*Reading passage:*
## start

Last year, Disney released "Glory Road," about the victory of Texas Western and its all-black starting five over all-white Kentucky in the 1966 NCAA championship game.

In 1955, more than a decade before Texas Western beat Kentucky, all-black Crispus Attucks High School broke through to win the state title in basketball-mad Indiana. Behind its star player, Oscar Robertson, Crispus Attucks repeated the trick in 1956. (The film "Hoosiers" is based on the exploits of Milan High, which won the state title in 1954.)

Now, filmmaker Betsy Blankenbaker has produced "Something to Cheer About," a documentary about Crispus Attucks' historic hoop wins. The film opens in limited release on Friday; it's scheduled for a week-long run at Laemmle's Grande 4 in downtown L.A.

I spoke with Blankenbaker from her home-base in Miami.

LA Observed: How did you get interested in this subject?

## end

*Problem requirements:* Copy out the whole passage about the documentary on Crispus Attucks High School's basketball titles word for word.

*Provided information:*
## start

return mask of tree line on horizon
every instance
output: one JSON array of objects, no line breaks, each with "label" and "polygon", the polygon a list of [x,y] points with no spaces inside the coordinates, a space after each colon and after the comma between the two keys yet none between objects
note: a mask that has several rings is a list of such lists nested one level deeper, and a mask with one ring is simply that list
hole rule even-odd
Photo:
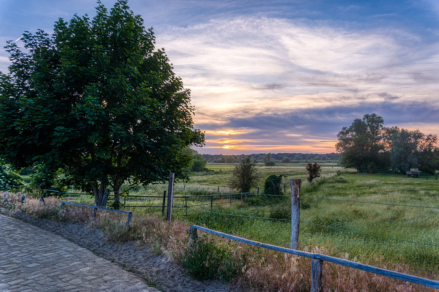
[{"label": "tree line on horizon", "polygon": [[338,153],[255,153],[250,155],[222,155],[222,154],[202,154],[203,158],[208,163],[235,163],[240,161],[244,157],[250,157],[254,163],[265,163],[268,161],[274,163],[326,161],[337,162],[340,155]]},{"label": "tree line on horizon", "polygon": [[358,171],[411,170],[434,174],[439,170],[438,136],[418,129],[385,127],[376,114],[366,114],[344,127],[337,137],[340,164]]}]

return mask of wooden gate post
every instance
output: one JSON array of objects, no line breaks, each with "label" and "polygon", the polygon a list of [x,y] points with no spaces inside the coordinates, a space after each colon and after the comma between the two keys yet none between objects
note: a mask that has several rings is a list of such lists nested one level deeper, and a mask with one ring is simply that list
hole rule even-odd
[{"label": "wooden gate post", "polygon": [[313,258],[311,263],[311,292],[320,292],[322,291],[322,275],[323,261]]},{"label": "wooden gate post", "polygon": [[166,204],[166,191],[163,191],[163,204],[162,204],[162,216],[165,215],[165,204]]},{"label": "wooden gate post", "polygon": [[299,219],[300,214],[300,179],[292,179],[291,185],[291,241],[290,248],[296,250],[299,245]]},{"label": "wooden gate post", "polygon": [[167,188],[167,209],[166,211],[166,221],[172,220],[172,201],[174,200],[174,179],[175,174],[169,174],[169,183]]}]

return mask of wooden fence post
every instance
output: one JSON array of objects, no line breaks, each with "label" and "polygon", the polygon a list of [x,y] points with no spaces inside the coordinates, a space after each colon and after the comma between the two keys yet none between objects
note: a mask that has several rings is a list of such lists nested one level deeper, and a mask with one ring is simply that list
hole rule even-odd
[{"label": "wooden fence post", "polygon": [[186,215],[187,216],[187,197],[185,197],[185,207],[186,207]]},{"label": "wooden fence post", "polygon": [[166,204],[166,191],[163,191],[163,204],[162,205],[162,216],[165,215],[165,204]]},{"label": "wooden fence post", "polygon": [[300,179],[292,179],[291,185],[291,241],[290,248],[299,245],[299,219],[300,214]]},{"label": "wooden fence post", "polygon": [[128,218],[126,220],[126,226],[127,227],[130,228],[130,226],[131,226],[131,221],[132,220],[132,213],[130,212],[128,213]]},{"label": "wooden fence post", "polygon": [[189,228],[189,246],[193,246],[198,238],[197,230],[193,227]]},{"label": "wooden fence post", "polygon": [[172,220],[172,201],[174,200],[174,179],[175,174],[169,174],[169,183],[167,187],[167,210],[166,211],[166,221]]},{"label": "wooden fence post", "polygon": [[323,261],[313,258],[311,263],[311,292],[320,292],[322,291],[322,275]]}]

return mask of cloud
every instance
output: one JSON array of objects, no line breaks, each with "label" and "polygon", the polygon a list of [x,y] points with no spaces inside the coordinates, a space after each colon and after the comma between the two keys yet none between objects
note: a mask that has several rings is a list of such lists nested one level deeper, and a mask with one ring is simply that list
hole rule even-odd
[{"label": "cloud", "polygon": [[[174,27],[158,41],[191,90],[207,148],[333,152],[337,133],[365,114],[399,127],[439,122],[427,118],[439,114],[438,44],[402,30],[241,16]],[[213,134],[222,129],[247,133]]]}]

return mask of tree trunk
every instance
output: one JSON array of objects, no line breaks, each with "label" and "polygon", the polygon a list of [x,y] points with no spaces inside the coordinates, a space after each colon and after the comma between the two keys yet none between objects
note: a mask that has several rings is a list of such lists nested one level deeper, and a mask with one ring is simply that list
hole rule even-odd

## end

*Task solution:*
Last year, Disney released "Glory Road," about the victory of Texas Western and its all-black starting five over all-white Kentucky in the 1966 NCAA championship game.

In 1955, more than a decade before Texas Western beat Kentucky, all-black Crispus Attucks High School broke through to win the state title in basketball-mad Indiana. Behind its star player, Oscar Robertson, Crispus Attucks repeated the trick in 1956. (The film "Hoosiers" is based on the exploits of Milan High, which won the state title in 1954.)

Now, filmmaker Betsy Blankenbaker has produced "Something to Cheer About," a documentary about Crispus Attucks' historic hoop wins. The film opens in limited release on Friday; it's scheduled for a week-long run at Laemmle's Grande 4 in downtown L.A.

I spoke with Blankenbaker from her home-base in Miami.

LA Observed: How did you get interested in this subject?